The terms ‘abuse’ and ‘trauma’ are often used interchangeably. This is mistaken. Abuse is something that happens to you. Neglect is something that happens to you. How your self imprints those experiences is trauma. This distinction is important because you can be traumatized without having been abused.
Why does Dr. Maté believe trauma is a zeitgeist. Zeitgeist is a general trend of thought or feeling characteristic of a particular period of time.
According to the film, trauma is a zeitgeist because of the growing problems with health and well-being in wealthy regions around the world. According to the film, Roughly 1/5th of youth alone are diagnosed with anxiety. Mental health conditions in youth, like depression, and developmental problems like ADHD, are on the rise. Youth suicide saw it’s most recent zenith in 2020. In any given classroom, roughly 1 in 5 teens are likely thinking about suicide. 64% of prison inmates have six or more adverse childhood events. Trauma leads to addiction, both socially acceptable and not, to cope with our pain. Trauma is also (potentially) a root cause of physical disease, including cancer.
The film discusses Dr. Maté’s research into these claims. It seeks to persuade viewers that human health and well-being has been divorced from vital aspects essential to our being human. And that trauma is both symptomatic of that and widely prevalent.
Problems in our cultural apparatus
Parenting
Dr. Maté says children don’t get traumatized because they’re hurt. They get traumatized because they’re alone with their hurt. “You don’t need all the privations of war, racism, abuse, and violence for trauma to occur,” says Dr. Maté. “Just parents alienated from their own gut feelings in such a way that they would let their infants cry when that child is desperate for a relationship.”
An element of parenting often missed in our culture, is the role we play in regulating our child’s emotions. Many parenting methods intended to create independence instead traumatize children. This is one reason it’s important to understand the distinction between abuse and trauma. Parents who use these methods are not being abusive per se, but are unwittingly traumatizing their children. Traumatized children are not independent children. Only those who develop secure attachment can really be said to be independent. Secure attachment involves interdependence.
We often think of “bad” parents as those who are abusive, trapped in poverty and bad relationships. And we think of good parents as those who are financially stable and demand much from their kids. They have their children in every kind of activity, and push them for good grades in school, and have them apply to the best colleges. This can also be traumatizing according to Dr. Maté’s research. The film highlights some experiences of homeless people who grew up in wealthy and active families.
Relationships
Our childhood trauma inevitably manifests itself in our various relationships. Whether these relationships are romantic or platonic, we enact our worst fears. If we fear abandonment, then we do things which abandon ourselves or may abandon others.

#### LISTED ENTRIES:
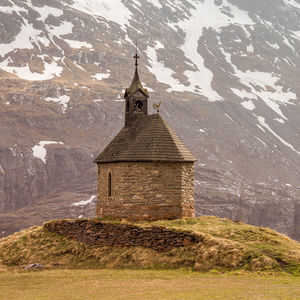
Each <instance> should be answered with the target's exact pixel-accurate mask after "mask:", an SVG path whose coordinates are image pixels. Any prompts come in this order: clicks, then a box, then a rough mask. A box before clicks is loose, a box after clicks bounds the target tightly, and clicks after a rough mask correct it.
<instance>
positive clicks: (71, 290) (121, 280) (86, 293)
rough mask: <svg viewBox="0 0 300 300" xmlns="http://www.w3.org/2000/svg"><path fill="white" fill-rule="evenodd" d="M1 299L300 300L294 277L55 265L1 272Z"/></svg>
mask: <svg viewBox="0 0 300 300" xmlns="http://www.w3.org/2000/svg"><path fill="white" fill-rule="evenodd" d="M0 282H1V285H0V292H1V294H0V299H5V300H6V299H7V300H8V299H14V300H15V299H20V300H21V299H39V300H40V299H57V300H59V299H74V300H75V299H114V300H115V299H299V298H300V288H299V287H300V279H299V277H295V276H291V275H268V276H266V275H253V274H247V273H244V274H243V275H236V274H235V273H226V274H216V271H211V272H208V273H199V272H194V271H191V270H186V269H178V270H108V269H99V270H95V269H90V270H88V269H52V270H31V271H22V272H20V271H16V270H14V271H12V270H11V271H10V272H5V273H1V274H0Z"/></svg>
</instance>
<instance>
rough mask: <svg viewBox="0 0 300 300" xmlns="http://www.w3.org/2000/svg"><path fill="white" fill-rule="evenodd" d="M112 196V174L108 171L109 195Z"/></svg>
mask: <svg viewBox="0 0 300 300" xmlns="http://www.w3.org/2000/svg"><path fill="white" fill-rule="evenodd" d="M110 196H111V174H110V173H108V197H110Z"/></svg>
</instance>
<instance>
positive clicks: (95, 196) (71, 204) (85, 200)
mask: <svg viewBox="0 0 300 300" xmlns="http://www.w3.org/2000/svg"><path fill="white" fill-rule="evenodd" d="M95 198H96V195H93V196H91V197H90V199H88V200H82V201H79V202H75V203H72V204H71V205H73V206H84V205H87V204H89V203H91V202H92V201H93V200H94V199H95Z"/></svg>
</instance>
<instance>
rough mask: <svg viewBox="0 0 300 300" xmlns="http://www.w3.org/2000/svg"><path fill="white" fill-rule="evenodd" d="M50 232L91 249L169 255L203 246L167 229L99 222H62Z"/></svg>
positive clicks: (187, 238) (53, 224) (91, 221)
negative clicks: (111, 247) (155, 250)
mask: <svg viewBox="0 0 300 300" xmlns="http://www.w3.org/2000/svg"><path fill="white" fill-rule="evenodd" d="M44 227H45V228H47V229H48V230H49V231H51V232H54V233H58V234H61V235H64V236H67V237H70V238H74V239H75V240H76V241H78V242H84V243H87V244H89V245H97V246H114V247H130V246H142V247H147V248H152V249H154V250H156V251H159V252H161V251H168V250H171V249H172V248H175V247H182V246H187V245H191V244H194V243H198V242H200V237H198V236H197V235H193V234H187V233H180V232H176V231H171V230H168V229H166V228H165V227H157V226H152V227H145V228H142V227H139V226H135V225H127V224H120V225H115V224H112V223H105V222H101V221H95V220H75V221H69V220H59V221H55V222H49V223H46V224H44Z"/></svg>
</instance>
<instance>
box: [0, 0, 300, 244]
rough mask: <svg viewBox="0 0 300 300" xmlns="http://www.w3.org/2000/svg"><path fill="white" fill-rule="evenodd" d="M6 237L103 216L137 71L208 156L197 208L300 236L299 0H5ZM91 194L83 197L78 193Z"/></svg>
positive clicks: (232, 218) (0, 124) (165, 113)
mask: <svg viewBox="0 0 300 300" xmlns="http://www.w3.org/2000/svg"><path fill="white" fill-rule="evenodd" d="M0 8H1V12H0V15H1V20H0V43H1V49H0V80H1V91H0V128H1V131H0V132H1V137H0V140H1V146H0V237H4V236H6V235H9V234H12V233H13V232H15V231H19V230H22V229H25V228H28V227H29V226H33V225H34V224H37V225H42V224H43V223H44V222H46V221H49V220H52V219H56V218H58V219H60V218H77V217H78V216H81V215H82V216H83V217H85V218H92V217H93V211H94V205H95V198H96V196H95V195H96V174H97V171H96V167H95V166H93V163H92V161H93V160H94V158H95V157H96V155H97V154H99V153H100V152H101V150H103V149H104V147H105V146H106V145H107V144H108V142H109V141H110V140H111V139H112V138H113V137H114V136H115V135H116V134H117V132H118V131H119V130H120V129H121V128H122V126H123V125H124V102H123V99H122V93H123V91H124V88H126V87H128V86H129V85H130V82H131V80H132V77H133V73H134V61H133V58H132V56H133V55H134V53H135V45H136V41H138V49H137V50H138V54H139V56H140V61H139V66H138V68H139V74H140V79H141V80H142V83H143V86H144V87H145V88H147V89H148V91H149V94H150V103H151V104H150V105H149V112H150V113H153V112H154V110H153V109H152V103H153V102H157V103H158V102H160V101H161V102H162V106H161V109H160V113H161V115H162V116H163V118H164V119H165V120H166V121H167V123H168V124H169V125H170V126H171V127H172V128H173V129H174V131H175V132H176V134H177V135H178V136H179V137H180V138H181V139H182V140H183V142H184V143H185V144H186V145H188V148H189V149H190V151H191V152H192V154H193V155H194V156H195V157H196V158H197V159H198V161H197V162H196V164H195V200H196V201H195V206H196V211H197V215H198V216H201V215H217V216H219V217H226V218H231V219H238V220H242V221H244V222H247V223H250V224H253V225H257V226H264V227H270V228H272V229H274V230H276V231H278V232H281V233H284V234H286V235H288V236H290V237H291V238H294V239H296V240H300V235H299V232H300V230H299V228H300V218H299V216H298V213H299V199H300V197H299V196H300V187H299V179H300V177H299V174H300V163H299V155H300V139H299V138H298V137H299V129H300V123H299V120H300V119H299V114H300V105H299V98H300V90H299V86H300V84H299V82H298V81H299V78H300V76H299V66H300V56H299V53H300V35H299V33H300V4H299V1H298V0H266V1H260V0H253V1H251V5H250V4H249V1H248V0H239V1H237V0H214V1H212V0H201V1H199V0H184V1H177V0H176V1H175V0H168V1H161V0H156V1H153V0H151V1H150V0H149V1H148V0H126V1H123V0H99V1H92V0H84V1H83V0H51V1H44V0H24V1H18V0H5V1H1V3H0ZM80 203H81V204H80Z"/></svg>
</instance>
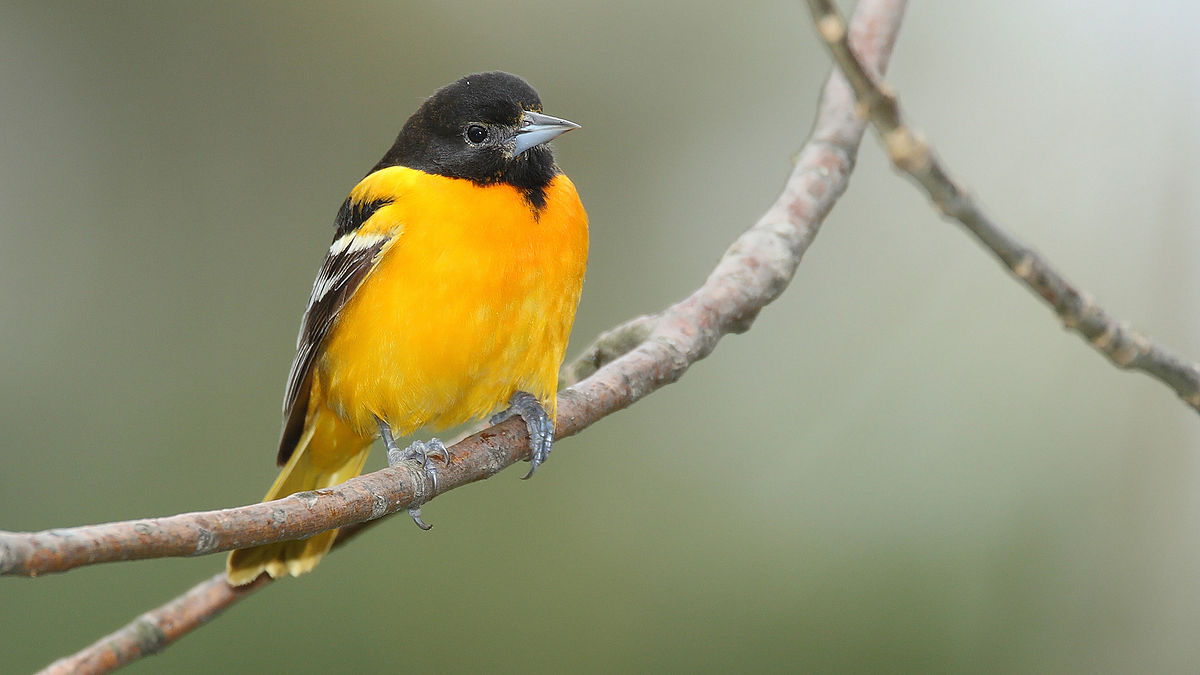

#### EXERCISE 1:
In the article on trauma, how would you translate the sentence "Traumatized children are not independent children." into Spanish?
#### EXERCISE 2:
Can you carry the article on trauma forward from its last sentence?

#### ANSWER SECTION 1:
Los niños traumatizados no son niños independientes.

#### ANSWER SECTION 2:
The fear of abandonment, Dr. Maté says, is normal because human beings are social creatures. We’re meant to live in community with others and not be isolated. A fear of abandonment is a fear of isolation. The problem is not the fear per se, but in our response to it. Fear of abandonment is unhealthy when it results in destructive or sabotaging patterns.
Traumatized people may also fear love. If we fear love we will avoid self-love or have a distorted sense of it. In other words, we won’t see ourselves as worthy of love and so we neglect our needs. Or, we distort healthy self-love through narcissistic tendencies.
Childhood trauma often results in anxious or avoidant attachment instead of secure attachment. These patterns then develop in our various relationships, often nonconsciously.
Addiction
Dr. Maté explains that addiction is “any behavior that a person finds relief in the short term and craves, but suffers negative consequences and cannot give it up.” Anything – not just drugs or porn, but work and relationships can be addictive as well.
The reason people get addicted has nothing to do with disease and little to do with individual culpability, according to Dr. Maté. Addiction is an attempt to escape suffering. Dr. Maté emphasizes, it’s normal to want to escape suffering. That’s not to say there’s nothing wrong with the addiction itself. On the contrary, Dr. Mate seeks to heal addictions.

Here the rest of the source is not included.